◆ **TASK PROMPT**: The entire listing is to be repeated verbatim.

◆ **INPUT FOR THIS TASK**:
※

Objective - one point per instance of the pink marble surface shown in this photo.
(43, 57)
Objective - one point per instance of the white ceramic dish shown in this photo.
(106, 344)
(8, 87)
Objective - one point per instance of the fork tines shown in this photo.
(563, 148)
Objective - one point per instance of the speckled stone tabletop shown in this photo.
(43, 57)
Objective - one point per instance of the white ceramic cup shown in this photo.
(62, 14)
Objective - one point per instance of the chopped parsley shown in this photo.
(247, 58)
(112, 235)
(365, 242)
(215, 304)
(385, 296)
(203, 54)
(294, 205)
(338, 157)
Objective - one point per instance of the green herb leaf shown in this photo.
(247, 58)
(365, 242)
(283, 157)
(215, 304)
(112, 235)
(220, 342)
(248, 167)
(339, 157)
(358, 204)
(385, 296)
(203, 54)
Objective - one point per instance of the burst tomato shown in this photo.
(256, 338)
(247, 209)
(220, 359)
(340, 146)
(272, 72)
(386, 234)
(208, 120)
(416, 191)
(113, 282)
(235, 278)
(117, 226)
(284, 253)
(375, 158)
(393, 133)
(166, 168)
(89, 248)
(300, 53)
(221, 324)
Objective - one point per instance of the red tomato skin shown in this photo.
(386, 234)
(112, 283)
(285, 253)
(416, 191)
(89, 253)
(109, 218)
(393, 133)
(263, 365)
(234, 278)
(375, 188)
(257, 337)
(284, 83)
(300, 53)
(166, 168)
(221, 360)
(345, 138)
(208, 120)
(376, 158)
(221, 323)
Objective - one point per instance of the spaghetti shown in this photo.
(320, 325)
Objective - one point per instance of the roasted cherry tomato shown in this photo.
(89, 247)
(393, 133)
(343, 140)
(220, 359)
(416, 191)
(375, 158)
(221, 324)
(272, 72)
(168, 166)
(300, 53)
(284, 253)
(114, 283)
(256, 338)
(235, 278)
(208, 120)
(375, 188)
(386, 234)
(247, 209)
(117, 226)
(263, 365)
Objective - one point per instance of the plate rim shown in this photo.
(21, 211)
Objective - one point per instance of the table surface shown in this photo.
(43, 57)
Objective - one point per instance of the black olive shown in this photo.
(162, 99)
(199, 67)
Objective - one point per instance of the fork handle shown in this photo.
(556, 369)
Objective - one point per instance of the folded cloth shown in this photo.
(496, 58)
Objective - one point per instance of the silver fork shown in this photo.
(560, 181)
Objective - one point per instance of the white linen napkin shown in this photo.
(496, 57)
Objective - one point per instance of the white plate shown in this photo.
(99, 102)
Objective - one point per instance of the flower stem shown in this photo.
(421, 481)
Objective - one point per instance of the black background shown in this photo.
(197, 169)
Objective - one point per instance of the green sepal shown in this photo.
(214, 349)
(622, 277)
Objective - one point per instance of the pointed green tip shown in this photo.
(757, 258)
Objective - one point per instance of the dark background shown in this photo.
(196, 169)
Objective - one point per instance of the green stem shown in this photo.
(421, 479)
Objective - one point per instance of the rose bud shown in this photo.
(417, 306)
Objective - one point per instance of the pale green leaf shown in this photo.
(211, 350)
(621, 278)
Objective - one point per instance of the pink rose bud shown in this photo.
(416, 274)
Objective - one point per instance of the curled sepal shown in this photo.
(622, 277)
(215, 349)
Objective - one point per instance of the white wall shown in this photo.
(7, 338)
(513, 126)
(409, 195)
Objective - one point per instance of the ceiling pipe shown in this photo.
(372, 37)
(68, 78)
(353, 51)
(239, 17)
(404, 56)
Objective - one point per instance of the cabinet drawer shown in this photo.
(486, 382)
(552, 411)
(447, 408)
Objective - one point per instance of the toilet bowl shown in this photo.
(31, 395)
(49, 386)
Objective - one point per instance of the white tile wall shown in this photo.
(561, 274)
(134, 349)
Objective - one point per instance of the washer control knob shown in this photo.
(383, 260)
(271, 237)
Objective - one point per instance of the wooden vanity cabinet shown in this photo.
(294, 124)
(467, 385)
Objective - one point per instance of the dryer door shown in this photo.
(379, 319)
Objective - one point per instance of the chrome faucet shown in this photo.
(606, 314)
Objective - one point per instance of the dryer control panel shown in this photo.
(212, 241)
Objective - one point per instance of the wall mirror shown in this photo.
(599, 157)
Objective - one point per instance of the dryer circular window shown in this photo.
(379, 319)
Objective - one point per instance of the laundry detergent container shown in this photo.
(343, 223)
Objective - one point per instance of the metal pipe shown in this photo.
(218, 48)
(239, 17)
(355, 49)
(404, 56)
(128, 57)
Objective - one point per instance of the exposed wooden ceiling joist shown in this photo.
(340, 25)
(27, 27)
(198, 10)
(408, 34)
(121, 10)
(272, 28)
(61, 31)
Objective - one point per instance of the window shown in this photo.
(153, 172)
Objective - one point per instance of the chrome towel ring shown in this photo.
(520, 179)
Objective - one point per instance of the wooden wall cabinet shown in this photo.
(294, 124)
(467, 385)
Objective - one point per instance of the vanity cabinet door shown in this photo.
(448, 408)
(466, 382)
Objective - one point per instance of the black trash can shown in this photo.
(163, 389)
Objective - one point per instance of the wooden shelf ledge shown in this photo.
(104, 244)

※

◆ **RESULT OF THE TASK**:
Objective - one point per instance of the pink marble surface shown in this photo.
(43, 57)
Objective - one point per instance of the white ceramic dish shown in this photo.
(106, 344)
(8, 87)
Objective - one point per instance of the fork tines shown in this photo.
(563, 148)
Objective - one point per instance of the speckled stone tabletop shown in this photo.
(43, 57)
Objective - one point per instance of the white ceramic cup shown in this photo.
(62, 14)
Objective - one point per instance of the chopped parsley shown in this photo.
(247, 58)
(112, 235)
(365, 242)
(215, 304)
(385, 296)
(203, 54)
(294, 205)
(338, 157)
Objective - one point per instance of the green herb leaf shown in this photo.
(247, 58)
(365, 242)
(283, 157)
(215, 304)
(112, 235)
(220, 342)
(248, 167)
(339, 157)
(358, 204)
(385, 296)
(203, 54)
Objective - one point per instance of the burst tomato shown in this photo.
(256, 338)
(247, 209)
(220, 359)
(340, 146)
(272, 72)
(386, 234)
(208, 120)
(416, 191)
(113, 282)
(235, 278)
(117, 226)
(284, 253)
(375, 158)
(393, 133)
(166, 168)
(89, 248)
(300, 53)
(221, 324)
Objective - one point per instance of the red tomato skin shown in this photo.
(386, 234)
(112, 283)
(285, 253)
(416, 191)
(89, 253)
(109, 218)
(393, 133)
(263, 365)
(234, 278)
(375, 188)
(257, 337)
(284, 83)
(300, 53)
(166, 168)
(221, 360)
(345, 138)
(208, 120)
(376, 158)
(221, 323)
Objective - one point per instance of the spaghetti shown in this photo.
(320, 325)
Objective - one point per instance of the roasted cherry tomato shown in this photo.
(89, 247)
(393, 133)
(343, 140)
(220, 359)
(416, 191)
(375, 158)
(221, 324)
(272, 72)
(168, 166)
(300, 53)
(284, 253)
(114, 283)
(256, 338)
(235, 278)
(208, 120)
(375, 188)
(386, 234)
(247, 209)
(117, 226)
(263, 365)
Objective - one point per instance of the plate rim shown in this photo.
(21, 211)
Objective - one point per instance of the table surface shown in this photo.
(43, 57)
Objective - one point per instance of the black olive shown in this photo.
(162, 99)
(199, 67)
Objective - one point per instance of the fork handle shown in this photo.
(556, 369)
Objective - one point per instance of the folded cloth shown in this photo.
(496, 58)
Objective - one point per instance of the silver fork shown in this photo.
(560, 181)
Objective - one point per instance of the white linen napkin shown in this photo.
(496, 57)
Objective - one point per instance of the white plate shown in this photo.
(99, 102)
Objective - one point per instance of the flower stem shown in this photo.
(421, 481)
Objective - one point per instance of the black background shown in this photo.
(197, 169)
Objective - one point per instance of the green sepal shown in this photo.
(214, 349)
(622, 277)
Objective - one point per instance of the pointed green tip shown in this photo.
(757, 258)
Objective - one point per instance of the dark background shown in this photo.
(196, 169)
Objective - one point per instance of the green stem shown in this photo.
(421, 479)
Objective - one point per instance of the rose bud shown in this photo.
(417, 306)
Objective - one point per instance of the pale green leaf shown in this photo.
(211, 350)
(621, 278)
Objective - one point per instance of the pink rose bud shown in this photo.
(416, 274)
Objective - one point per instance of the curled sepal shown in this photo.
(622, 277)
(215, 349)
Objective - one point per instance of the white wall shown in this photo.
(7, 338)
(513, 126)
(409, 195)
Objective - one point per instance of the ceiling pipe shown in this photo.
(372, 37)
(68, 78)
(353, 51)
(239, 17)
(404, 56)
Objective - one point per instance of the cabinet drawer shown in this photo.
(486, 382)
(552, 411)
(447, 408)
Objective - one point per instance of the toilet bowl shown in this photo.
(31, 395)
(49, 386)
Objective - one point per instance of the white tile wall shown in this photo.
(561, 274)
(134, 349)
Objective - one point per instance of the washer control knob shown in this photo.
(383, 260)
(271, 237)
Objective - one point per instance of the wooden vanity cabinet shown in this photo.
(294, 124)
(467, 385)
Objective - one point per instance of the dryer door shown in this photo.
(379, 319)
Objective - one point per instance of the chrome faucet shown in this photo.
(606, 314)
Objective - one point per instance of the dryer control panel shown in this photo.
(212, 241)
Objective - one point per instance of the wall mirror shown in this photo.
(599, 157)
Objective - one point per instance of the dryer circular window shown in this photo.
(379, 319)
Objective - one point per instance of the laundry detergent container shown in this photo.
(343, 223)
Objective - one point per instance of the metal pipe shown in this photo.
(218, 48)
(239, 17)
(355, 49)
(404, 56)
(128, 57)
Objective - one point per instance of the exposed wooden ceiling joist shown in this photo.
(340, 25)
(27, 27)
(198, 10)
(408, 34)
(121, 10)
(272, 28)
(61, 31)
Objective - one point per instance of the window shown in this photo.
(153, 172)
Objective - one point per instance of the chrome towel ring shown in this photo.
(520, 179)
Objective - one point per instance of the wooden wall cabinet shown in this photo.
(294, 124)
(467, 385)
Objective - one point per instance of the vanity cabinet door shown in this photo.
(448, 408)
(466, 382)
Objective - one point per instance of the black trash can shown in this photo.
(163, 389)
Objective - one point per instance of the wooden shelf ledge shown in this photo.
(104, 244)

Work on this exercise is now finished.